Produce a word-for-word restatement of the lines from the line with "Wildlife camera-trap request: tag the black" to the end of the listing below, inclusive.
===
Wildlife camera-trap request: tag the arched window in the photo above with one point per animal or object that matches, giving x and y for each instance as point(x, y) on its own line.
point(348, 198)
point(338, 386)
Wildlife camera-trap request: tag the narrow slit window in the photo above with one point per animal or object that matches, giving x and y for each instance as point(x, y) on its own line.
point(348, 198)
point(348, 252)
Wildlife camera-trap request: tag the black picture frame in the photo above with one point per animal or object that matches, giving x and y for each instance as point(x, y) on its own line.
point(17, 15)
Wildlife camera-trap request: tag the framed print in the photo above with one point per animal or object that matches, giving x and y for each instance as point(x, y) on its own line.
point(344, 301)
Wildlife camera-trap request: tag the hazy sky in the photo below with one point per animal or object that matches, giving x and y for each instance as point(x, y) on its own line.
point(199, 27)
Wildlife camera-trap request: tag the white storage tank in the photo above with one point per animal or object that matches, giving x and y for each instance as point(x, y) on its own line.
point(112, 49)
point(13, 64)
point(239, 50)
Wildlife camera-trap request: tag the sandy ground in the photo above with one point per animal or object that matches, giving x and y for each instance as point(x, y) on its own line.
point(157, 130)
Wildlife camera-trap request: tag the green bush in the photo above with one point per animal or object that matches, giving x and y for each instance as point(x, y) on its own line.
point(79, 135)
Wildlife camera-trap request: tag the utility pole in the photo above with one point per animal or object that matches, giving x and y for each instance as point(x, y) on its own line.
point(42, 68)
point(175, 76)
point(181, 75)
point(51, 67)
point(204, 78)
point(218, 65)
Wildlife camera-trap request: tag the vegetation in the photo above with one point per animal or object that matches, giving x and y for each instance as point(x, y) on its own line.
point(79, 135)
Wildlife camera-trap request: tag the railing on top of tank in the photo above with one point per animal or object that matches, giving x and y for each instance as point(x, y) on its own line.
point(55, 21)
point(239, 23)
===
> _Output_
Wildlife camera-trap request: tag the black picture frame in the photo above with one point per animal or object that matches, giving x and y for each instance as point(x, y) on its own line.
point(17, 15)
Wildlife camera-trap request: tag the framed print in the photo above with one point per animal or object that matches, giving x and y for each instance as point(x, y) on its own line.
point(344, 301)
Wildlife camera-trap request: tag the hazy sky in the photo below with one point per animal or object that matches, giving x and y for each instance as point(x, y) on its own line.
point(199, 27)
Wildlife camera-trap request: tag the white storage tank in the photo above with one point per animal or object that matches, giving x and y for each instance as point(x, y) on its own line.
point(112, 49)
point(13, 64)
point(239, 50)
Wildlife camera-trap request: tag the sandy ground in the photo above with one point per animal or object that matches, giving x and y for each instance as point(x, y) on its own line.
point(157, 130)
Wildlife camera-trap request: tag the green bush in the photo above with one point per animal or object that matches, giving x and y for each instance as point(x, y) on its own line.
point(79, 135)
Wildlife camera-trap request: tag the utility pole in the photo above with one point per animal or object that matches, giving x and y for each instance as point(x, y) on its own line.
point(42, 68)
point(175, 76)
point(181, 75)
point(51, 67)
point(204, 78)
point(218, 65)
Wildlife camera-trap request: tag the vegetation in the photo above with one point per animal or object that matches, giving x and y for each instance as point(x, y) on its own line.
point(79, 135)
Wildlife camera-trap request: tag the railing on top of tank in the photo above with one point per animal or object that matches, giving x and y for each instance as point(x, y) on its own line.
point(55, 21)
point(239, 23)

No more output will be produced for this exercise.